• What is required:
Count the lines below that contain the string "skirt", matching case exactly, and give only the number.

(Coordinate annotation records)
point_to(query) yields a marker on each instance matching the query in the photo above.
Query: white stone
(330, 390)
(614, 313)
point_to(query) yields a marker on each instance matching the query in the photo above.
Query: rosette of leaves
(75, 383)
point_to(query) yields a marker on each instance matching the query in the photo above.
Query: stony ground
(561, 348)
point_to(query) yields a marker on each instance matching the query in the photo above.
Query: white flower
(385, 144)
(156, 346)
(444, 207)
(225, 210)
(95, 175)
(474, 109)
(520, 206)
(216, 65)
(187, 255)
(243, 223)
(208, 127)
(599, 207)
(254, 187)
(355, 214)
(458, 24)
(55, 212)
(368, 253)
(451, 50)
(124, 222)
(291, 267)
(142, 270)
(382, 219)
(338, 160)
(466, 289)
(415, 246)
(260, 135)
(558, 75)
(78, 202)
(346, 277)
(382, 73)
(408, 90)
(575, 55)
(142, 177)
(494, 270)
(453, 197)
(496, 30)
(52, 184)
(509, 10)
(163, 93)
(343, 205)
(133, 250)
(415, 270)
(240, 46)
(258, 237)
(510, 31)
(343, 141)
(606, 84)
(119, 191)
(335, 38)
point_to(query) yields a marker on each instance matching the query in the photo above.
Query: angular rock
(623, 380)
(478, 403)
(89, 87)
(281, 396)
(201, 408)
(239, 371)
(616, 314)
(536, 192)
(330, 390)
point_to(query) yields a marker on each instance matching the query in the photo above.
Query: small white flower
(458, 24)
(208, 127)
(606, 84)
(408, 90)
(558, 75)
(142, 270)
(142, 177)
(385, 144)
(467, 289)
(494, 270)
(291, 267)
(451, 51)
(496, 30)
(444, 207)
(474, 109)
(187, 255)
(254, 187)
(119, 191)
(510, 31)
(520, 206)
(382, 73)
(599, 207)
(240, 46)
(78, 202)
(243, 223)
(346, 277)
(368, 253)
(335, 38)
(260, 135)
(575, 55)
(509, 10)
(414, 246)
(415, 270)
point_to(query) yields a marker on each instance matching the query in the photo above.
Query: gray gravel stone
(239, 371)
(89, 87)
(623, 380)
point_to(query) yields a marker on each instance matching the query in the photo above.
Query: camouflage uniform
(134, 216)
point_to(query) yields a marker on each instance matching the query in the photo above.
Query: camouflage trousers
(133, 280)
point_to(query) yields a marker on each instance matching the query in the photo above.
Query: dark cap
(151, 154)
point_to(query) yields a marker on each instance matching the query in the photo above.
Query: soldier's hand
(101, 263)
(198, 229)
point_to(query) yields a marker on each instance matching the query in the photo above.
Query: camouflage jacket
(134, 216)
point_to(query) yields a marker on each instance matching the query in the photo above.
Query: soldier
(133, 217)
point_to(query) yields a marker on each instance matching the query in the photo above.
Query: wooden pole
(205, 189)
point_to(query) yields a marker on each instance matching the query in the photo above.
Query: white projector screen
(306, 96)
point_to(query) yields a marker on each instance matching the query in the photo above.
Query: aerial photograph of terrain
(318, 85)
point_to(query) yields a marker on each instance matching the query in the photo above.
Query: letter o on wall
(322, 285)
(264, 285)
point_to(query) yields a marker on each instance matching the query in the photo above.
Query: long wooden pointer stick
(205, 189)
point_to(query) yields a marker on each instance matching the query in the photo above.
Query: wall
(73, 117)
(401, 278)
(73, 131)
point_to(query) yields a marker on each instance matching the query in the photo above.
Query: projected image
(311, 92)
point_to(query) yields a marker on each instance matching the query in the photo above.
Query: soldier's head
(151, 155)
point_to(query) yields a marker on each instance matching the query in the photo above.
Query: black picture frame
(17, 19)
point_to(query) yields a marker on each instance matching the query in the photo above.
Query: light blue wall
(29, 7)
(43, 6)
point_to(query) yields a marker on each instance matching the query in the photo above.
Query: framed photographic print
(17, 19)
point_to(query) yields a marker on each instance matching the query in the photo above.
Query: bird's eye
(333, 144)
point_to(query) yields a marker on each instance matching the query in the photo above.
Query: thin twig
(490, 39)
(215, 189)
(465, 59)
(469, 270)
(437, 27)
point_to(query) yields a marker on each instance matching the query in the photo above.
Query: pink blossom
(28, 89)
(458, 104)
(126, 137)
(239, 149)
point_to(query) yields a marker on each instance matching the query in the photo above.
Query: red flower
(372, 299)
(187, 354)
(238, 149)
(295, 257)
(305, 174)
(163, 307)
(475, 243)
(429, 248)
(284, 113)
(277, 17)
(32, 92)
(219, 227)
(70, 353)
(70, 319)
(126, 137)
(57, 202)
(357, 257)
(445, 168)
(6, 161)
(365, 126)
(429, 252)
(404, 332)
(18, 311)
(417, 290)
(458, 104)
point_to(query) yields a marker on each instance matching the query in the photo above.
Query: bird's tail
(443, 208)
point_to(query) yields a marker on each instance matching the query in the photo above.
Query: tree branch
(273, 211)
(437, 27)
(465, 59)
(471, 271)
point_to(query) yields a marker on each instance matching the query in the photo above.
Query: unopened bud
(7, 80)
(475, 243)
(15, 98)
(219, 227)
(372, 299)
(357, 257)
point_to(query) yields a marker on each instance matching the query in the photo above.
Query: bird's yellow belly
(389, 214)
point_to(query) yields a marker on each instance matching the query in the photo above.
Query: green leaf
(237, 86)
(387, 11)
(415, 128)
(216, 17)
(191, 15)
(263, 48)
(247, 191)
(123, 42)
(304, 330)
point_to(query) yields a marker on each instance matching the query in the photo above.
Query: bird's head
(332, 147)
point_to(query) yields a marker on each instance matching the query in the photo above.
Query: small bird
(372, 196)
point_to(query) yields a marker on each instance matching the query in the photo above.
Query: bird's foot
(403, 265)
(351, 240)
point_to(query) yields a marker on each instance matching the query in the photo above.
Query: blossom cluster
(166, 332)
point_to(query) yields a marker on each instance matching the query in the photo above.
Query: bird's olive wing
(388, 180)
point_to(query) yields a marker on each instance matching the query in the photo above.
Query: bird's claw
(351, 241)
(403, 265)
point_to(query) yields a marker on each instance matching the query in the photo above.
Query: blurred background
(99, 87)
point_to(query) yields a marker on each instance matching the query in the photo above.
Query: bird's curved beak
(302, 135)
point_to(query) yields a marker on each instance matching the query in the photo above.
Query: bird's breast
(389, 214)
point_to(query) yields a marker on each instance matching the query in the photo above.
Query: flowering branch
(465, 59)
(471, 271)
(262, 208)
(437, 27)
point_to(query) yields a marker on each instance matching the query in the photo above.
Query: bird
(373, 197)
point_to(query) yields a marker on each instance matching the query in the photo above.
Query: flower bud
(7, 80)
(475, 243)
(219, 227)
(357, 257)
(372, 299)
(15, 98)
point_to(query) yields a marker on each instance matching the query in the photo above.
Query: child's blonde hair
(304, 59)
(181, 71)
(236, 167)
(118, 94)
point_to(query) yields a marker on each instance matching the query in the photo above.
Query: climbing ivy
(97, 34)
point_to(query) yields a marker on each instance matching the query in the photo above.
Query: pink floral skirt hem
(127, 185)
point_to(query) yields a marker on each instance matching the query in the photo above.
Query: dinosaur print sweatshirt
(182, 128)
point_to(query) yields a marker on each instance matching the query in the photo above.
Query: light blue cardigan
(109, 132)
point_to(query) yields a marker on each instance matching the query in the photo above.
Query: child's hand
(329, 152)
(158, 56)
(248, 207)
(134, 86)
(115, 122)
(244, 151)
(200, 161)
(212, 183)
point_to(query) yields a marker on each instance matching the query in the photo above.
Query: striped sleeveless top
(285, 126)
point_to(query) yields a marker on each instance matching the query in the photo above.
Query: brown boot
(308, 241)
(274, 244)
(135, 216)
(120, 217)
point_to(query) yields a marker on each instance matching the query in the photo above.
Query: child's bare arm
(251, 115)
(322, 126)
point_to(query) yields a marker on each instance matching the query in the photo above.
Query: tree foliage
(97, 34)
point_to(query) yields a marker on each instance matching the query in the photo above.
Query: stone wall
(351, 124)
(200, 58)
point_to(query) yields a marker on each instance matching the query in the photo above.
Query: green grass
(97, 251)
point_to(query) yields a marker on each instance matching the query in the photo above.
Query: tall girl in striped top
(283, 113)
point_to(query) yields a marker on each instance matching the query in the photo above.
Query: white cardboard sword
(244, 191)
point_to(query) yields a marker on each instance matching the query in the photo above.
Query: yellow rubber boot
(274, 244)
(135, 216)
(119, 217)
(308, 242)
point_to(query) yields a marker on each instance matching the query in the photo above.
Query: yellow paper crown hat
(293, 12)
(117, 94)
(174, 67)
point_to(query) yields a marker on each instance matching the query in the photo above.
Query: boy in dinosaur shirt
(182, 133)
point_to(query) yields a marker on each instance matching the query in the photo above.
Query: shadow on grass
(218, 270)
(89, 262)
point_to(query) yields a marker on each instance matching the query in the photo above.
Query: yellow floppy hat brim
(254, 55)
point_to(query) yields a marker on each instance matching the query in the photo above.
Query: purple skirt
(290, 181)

• Output:
2